Retome o texto sobre a afirmativa de Allan Kardec acerca do derramamento de sangue e prossiga a partir de sua última frase.

Texto de leitura:
........

4 - Que os obrigasse a derramar sangue (qui les obligerant à verser le sang): Pode causar
estranheza, à primeira vista, a afirmativa de Allan Kardec, a ponto de se pensar que o razoável
seria pela negativa, isto é, que os obrigasse a não derramar sangue, o que faria supor que assim
haveria um grande progresso do Espírito, de matador e carnívoro reencarnaria longe dessas
características num grande salto evolutivo. A Doutrina Espírita não ensina isso; a afirmativa de
Allan Kardec está de acordo com os ensinamentos básicos dos Espíritos do Senhor.

........

Dados apresentados:
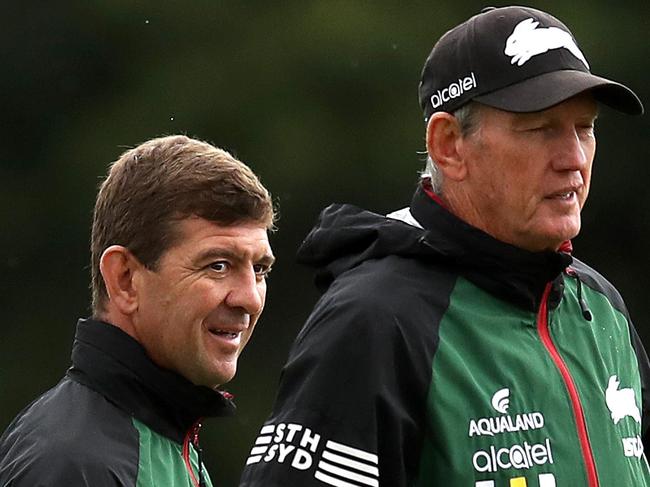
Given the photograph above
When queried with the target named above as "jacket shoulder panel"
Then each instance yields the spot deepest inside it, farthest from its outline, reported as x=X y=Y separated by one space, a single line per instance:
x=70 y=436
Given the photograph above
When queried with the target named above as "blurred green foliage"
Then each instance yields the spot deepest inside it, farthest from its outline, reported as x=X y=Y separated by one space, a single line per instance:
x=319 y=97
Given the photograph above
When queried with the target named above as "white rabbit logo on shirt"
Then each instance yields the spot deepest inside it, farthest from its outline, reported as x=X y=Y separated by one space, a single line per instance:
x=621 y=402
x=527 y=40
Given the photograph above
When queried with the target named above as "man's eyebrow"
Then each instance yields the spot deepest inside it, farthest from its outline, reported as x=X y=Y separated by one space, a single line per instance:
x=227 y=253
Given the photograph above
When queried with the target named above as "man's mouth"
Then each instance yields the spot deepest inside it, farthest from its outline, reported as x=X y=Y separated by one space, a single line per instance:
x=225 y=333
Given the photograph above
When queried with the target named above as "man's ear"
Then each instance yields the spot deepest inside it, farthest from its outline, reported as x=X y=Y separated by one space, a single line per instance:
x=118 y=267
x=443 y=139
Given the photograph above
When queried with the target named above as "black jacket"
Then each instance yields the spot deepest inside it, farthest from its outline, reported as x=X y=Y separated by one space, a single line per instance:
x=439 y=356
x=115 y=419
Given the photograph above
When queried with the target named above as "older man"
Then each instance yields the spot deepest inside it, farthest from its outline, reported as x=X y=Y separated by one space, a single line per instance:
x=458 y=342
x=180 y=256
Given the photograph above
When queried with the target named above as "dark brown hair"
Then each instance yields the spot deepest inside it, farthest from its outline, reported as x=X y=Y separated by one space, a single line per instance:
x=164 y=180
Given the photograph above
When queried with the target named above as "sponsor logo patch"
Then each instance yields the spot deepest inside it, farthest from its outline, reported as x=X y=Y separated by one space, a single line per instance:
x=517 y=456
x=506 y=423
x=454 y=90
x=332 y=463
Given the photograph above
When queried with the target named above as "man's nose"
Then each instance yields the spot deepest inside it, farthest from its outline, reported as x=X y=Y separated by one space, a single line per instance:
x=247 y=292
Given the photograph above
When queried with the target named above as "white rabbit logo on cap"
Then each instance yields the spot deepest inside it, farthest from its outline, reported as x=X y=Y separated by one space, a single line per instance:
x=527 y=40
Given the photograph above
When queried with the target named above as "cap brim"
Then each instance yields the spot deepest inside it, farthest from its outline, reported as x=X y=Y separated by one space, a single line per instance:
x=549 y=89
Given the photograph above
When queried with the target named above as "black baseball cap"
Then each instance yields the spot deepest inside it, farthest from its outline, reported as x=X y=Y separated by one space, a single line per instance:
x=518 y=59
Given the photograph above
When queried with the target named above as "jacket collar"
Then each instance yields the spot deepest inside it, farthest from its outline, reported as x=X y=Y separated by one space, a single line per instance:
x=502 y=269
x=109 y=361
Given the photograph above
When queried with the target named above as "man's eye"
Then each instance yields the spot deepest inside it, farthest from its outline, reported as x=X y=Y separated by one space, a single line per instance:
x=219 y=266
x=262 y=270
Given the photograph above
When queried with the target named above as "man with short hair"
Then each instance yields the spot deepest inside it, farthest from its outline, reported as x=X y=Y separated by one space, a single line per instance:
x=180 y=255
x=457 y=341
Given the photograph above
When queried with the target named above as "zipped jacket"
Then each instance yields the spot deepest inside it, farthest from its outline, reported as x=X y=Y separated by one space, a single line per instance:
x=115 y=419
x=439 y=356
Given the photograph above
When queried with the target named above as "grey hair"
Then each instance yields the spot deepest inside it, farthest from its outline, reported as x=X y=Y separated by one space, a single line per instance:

........

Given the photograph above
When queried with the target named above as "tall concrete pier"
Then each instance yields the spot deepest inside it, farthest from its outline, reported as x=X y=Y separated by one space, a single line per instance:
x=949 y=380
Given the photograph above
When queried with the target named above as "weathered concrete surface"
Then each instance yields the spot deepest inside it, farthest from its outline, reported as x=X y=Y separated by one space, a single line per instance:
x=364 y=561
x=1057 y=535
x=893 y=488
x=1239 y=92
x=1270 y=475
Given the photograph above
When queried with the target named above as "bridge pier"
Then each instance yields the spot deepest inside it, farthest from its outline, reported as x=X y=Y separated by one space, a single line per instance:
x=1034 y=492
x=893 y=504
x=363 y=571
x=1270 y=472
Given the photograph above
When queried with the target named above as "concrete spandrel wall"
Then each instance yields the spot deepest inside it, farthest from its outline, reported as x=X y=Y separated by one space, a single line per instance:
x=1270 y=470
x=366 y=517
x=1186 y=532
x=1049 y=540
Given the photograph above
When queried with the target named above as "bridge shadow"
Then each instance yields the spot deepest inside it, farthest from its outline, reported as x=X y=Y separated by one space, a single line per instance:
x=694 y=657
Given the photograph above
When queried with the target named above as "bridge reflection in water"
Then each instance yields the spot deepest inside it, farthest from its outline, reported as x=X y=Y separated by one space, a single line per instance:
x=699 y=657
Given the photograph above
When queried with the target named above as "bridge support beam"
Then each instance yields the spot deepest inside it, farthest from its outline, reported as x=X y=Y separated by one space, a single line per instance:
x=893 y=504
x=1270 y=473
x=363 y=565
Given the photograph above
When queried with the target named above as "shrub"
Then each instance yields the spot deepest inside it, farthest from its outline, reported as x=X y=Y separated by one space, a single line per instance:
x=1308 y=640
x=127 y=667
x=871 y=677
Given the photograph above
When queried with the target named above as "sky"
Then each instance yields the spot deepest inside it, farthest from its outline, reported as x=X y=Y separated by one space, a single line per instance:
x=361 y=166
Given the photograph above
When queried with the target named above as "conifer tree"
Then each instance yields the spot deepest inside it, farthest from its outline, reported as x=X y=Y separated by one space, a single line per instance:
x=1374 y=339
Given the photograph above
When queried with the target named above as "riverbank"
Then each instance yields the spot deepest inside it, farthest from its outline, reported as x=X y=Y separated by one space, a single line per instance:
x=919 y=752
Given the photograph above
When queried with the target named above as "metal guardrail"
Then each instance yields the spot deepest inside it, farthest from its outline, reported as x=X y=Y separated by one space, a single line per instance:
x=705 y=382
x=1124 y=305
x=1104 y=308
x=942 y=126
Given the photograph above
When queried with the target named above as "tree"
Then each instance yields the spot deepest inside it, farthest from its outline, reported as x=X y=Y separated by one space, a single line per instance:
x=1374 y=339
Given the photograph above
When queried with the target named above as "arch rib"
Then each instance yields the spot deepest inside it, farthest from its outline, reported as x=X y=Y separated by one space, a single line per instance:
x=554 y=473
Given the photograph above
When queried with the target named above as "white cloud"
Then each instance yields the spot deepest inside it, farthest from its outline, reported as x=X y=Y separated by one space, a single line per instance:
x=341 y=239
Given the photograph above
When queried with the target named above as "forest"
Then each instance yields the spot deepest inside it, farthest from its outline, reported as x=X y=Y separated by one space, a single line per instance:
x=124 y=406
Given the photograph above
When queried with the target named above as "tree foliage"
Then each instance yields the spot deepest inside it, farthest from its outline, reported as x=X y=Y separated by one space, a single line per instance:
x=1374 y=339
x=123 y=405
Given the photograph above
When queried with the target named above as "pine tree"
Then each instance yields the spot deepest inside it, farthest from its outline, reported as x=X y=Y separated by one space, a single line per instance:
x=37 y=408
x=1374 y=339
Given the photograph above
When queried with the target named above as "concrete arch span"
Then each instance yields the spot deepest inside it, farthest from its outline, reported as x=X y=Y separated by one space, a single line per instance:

........

Resposta da tarefa:
Muitos antropófagos, se tiverem mérito para tanto, podem reencarnar em meio à sociedade
desempenhando funções compatíveis com o progresso coletivo. Respeita-se dessa forma a sua
essência de Espíritos em ascensão, sem que para isso seja necessário que andem de tacape ou
faca em punho “fazendo esguichar sangue” como pode dar a entender a frase ao pé da letra. Está
aí o progresso do Espírito. Reencarna em meio à civilização numa profissão útil que representa
para ele um grande degrau de progresso: da barbárie antropófaga para a civilização (N. E.).